▼▼▼

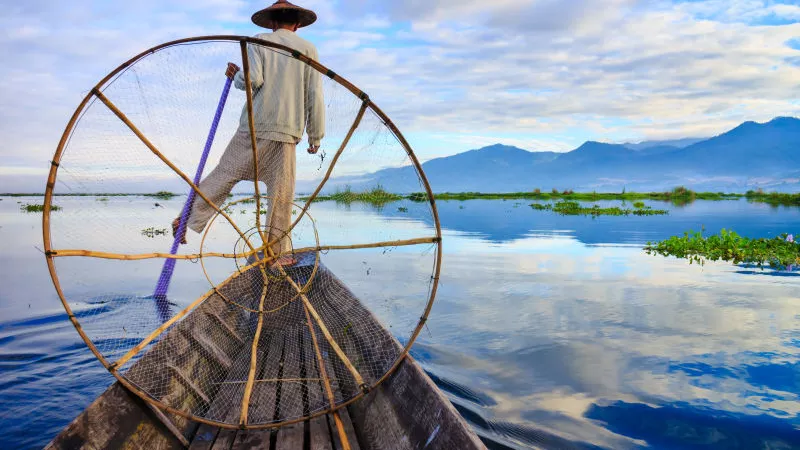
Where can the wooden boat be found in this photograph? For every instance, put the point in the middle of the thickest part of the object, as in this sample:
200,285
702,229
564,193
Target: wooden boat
406,411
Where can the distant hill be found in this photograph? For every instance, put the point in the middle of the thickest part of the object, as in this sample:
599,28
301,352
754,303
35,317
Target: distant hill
675,143
752,155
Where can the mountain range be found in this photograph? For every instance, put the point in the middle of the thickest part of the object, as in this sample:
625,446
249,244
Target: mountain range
752,155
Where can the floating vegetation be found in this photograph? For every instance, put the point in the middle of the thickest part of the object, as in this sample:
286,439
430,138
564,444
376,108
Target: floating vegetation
31,208
781,252
153,232
162,195
376,196
418,197
679,195
573,208
773,198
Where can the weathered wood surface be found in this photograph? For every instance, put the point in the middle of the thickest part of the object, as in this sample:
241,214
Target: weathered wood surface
407,411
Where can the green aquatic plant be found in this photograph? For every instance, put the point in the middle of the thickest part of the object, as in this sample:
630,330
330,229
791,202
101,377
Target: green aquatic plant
32,208
773,198
418,197
162,195
376,196
573,208
778,252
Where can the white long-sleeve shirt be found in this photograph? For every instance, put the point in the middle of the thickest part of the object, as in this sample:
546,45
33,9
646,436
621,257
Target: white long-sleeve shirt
287,93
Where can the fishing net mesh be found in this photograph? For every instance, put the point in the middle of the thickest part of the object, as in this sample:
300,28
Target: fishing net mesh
279,307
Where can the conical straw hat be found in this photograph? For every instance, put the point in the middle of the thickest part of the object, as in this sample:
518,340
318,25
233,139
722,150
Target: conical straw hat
266,17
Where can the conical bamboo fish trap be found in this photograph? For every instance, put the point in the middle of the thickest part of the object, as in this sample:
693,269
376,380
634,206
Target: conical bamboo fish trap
257,333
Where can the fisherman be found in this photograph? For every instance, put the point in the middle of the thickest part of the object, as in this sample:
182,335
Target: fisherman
287,100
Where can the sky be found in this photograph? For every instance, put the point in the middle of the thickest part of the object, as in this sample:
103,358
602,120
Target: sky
454,75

▲▲▲

### PROBLEM TO WORK ON
Present everything from the line containing "Where can the fisherman" down to the end of the material as a Markdown table with the columns "Row" and "Line", numbering each row and omitting blank lines.

### SOLUTION TO THIS EXERCISE
| Row | Line |
|---|---|
| 1 | Where can the fisherman be found in this photograph? For every instance, put the point in the middle of the thickest part of the object, as in this sample: |
| 2 | 182,335 |
| 3 | Target: fisherman |
| 4 | 287,100 |
| 5 | Where can the sky be found in this photograph? For every instance, put the point in the middle of the thickest part of the object, as in this sample: |
| 6 | 103,358 |
| 7 | 602,120 |
| 8 | Target: sky |
| 9 | 454,75 |